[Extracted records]

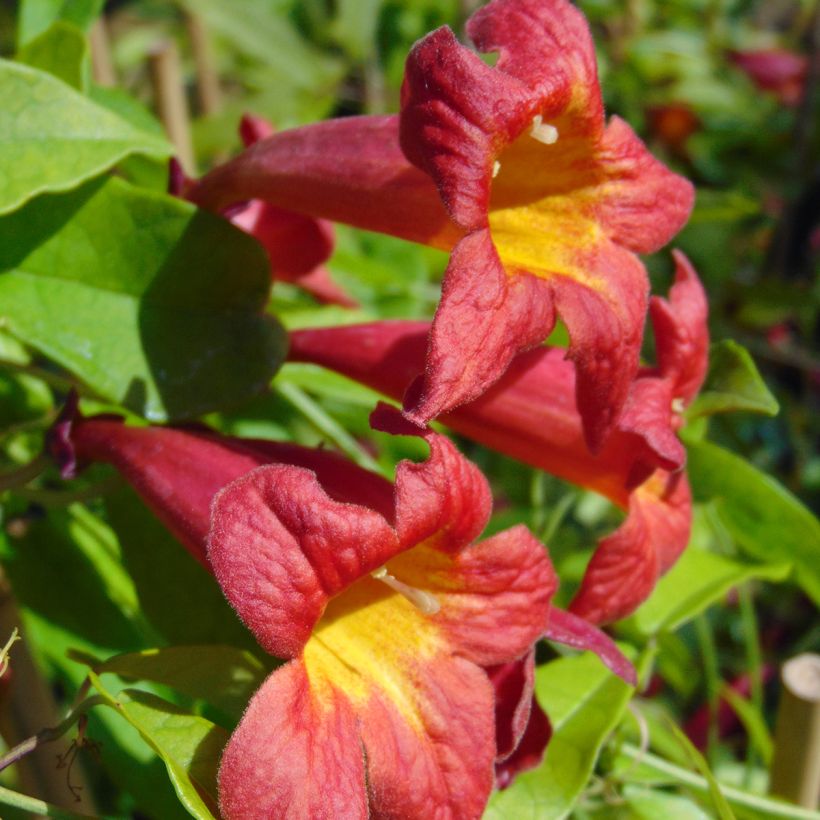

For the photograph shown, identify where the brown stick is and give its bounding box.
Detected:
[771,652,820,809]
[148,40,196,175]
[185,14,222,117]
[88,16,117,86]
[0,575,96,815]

--

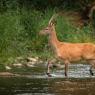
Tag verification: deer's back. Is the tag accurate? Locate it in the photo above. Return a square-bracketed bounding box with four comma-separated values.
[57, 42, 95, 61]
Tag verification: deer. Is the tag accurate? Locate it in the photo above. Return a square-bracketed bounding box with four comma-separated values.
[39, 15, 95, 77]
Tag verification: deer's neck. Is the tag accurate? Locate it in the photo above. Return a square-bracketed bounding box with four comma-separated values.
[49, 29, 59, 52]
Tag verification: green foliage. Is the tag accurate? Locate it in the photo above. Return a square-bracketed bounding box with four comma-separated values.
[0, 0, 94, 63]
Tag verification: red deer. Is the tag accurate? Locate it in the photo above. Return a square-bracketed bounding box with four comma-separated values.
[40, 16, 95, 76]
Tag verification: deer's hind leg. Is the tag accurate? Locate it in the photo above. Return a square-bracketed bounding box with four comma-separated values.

--

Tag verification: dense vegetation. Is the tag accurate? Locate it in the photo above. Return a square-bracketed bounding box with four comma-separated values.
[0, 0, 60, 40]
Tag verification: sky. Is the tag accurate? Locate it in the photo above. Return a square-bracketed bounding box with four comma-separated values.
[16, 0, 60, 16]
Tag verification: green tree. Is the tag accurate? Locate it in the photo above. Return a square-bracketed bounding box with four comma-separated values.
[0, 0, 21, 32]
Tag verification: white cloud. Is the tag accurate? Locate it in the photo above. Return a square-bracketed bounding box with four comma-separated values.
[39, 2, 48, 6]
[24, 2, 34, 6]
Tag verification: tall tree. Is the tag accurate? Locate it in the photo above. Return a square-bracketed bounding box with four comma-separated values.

# Work instructions
Rewrite everything in the records from the line containing "Tag verification: green foliage." down to the line containing "Tag verification: deer's hind", keeping every line, and add 57 to each number in the bounding-box coordinates.

# Solved exercise
Tag verification: green foliage. Is the tag accurate? Locate it in the photo above. Return a square-bracketed bounding box with four comma-separated values.
[57, 57, 151, 120]
Tag verification: red deer. Is the tag accurate? Locate it in the photo above. Return a square-bracketed bounding box with four comma-separated values.
[97, 73, 152, 133]
Tag verification: deer's hind leg. Is the tag accurate? Locate it in the photo above. Return a square-bracketed bounding box with four comma-separated values.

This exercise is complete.